[Text provided]:
Much of the collection was acquired or created by Nobel laureate Philip Showalter Hench. Hench first became seriously interested in the history of the U.S. Army Yellow Fever Commission in 1940, when he was asked to give a dedication address for the Jesse W. Lazear Chemistry Building at Lazear’s alma mater, Washington & Jefferson College. From the time of the address to his death 25 years later, Hench gathered a great deal of information about the Commission to write an authoritative and unbiased account of its work to understand yellow fever. Hench was meticulous and persistent in his research collecting publications, combing numerous archives, and conducting interviews with those who worked with and knew members of the Commission. He also persuaded many to donate unpublished documents of great personal value.
By the 1950s, Hench was recognized as an international authority on the history of the U.S. Army Yellow Fever Commission and became an advocate for memorializing their work. Although Hench made notable discoveries as a historical researcher, he only published a few articles and never was able to write a comprehensive study. After his death, the vast collection of source material that Hench had assembled was donated by his widow, Mary Kahler Hench, to Walter Reed’s alma mater, the University of Virginia.
Since the initial donation, the University of Virginia has acquired other materials related to the history of the Commission and have added them to the original collection. The University has also, with the generous support of the Institute of Museum and Library Services, made much of the collection available online.
The Philip S. Hench Walter Reed Yellow Fever collection has given researchers new insights about the history of the U.S. Army Yellow Fever Commission and has been cited in many publications. The Claude Moore Health Sciences Library will continue to work to ensure that the collection continues to be made available to researchers for many years to come.

[Tasks to perform]:
(1) From the text on the Hench yellow fever collection, copy word for word the passage from "Much of the collection was" up to and including "great personal value.".
(2) In the text on the Hench yellow fever collection, turn the paragraph starting "By the 1950s" into a short list that keeps its main facts.

[Collected data]:
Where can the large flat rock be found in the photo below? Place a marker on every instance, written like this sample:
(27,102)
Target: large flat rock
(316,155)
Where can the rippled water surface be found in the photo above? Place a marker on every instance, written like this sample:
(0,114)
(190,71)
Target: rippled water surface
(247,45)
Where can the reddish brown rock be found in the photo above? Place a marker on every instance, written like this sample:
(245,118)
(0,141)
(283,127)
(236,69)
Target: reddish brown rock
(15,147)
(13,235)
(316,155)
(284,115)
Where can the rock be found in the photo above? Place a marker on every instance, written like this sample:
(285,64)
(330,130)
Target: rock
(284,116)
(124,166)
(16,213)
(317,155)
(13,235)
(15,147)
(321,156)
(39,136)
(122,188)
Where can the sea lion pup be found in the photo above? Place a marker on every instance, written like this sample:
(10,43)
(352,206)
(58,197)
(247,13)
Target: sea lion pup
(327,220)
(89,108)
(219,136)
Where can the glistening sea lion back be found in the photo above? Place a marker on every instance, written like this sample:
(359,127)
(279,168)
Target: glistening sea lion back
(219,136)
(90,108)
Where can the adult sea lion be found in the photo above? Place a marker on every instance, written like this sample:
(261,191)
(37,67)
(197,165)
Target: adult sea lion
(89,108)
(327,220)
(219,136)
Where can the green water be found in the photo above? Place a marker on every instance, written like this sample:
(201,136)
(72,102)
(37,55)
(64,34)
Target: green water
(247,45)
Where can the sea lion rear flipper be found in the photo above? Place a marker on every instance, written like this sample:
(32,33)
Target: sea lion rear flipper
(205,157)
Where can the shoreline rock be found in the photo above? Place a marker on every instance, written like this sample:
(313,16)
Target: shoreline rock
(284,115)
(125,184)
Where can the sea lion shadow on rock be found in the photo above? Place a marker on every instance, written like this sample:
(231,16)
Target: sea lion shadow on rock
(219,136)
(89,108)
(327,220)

[Your responses]:
(1)
Much of the collection was acquired or created by Nobel laureate Philip Showalter Hench. Hench first became seriously interested in the history of the U.S. Army Yellow Fever Commission in 1940, when he was asked to give a dedication address for the Jesse W. Lazear Chemistry Building at Lazear’s alma mater, Washington & Jefferson College. From the time of the address to his death 25 years later, Hench gathered a great deal of information about the Commission to write an authoritative and unbiased account of its work to understand yellow fever. Hench was meticulous and persistent in his research collecting publications, combing numerous archives, and conducting interviews with those who worked with and knew members of the Commission. He also persuaded many to donate unpublished documents of great personal value.

(2)
- By the 1950s, Hench was recognized internationally as an authority on the history of the U.S. Army Yellow Fever Commission.
- He pushed for the Commission's work to be memorialized.
- He made notable discoveries but published only a few articles and never wrote a comprehensive study.
- After his death, his widow, Mary Kahler Hench, donated his source collection to the University of Virginia, Walter Reed's alma mater.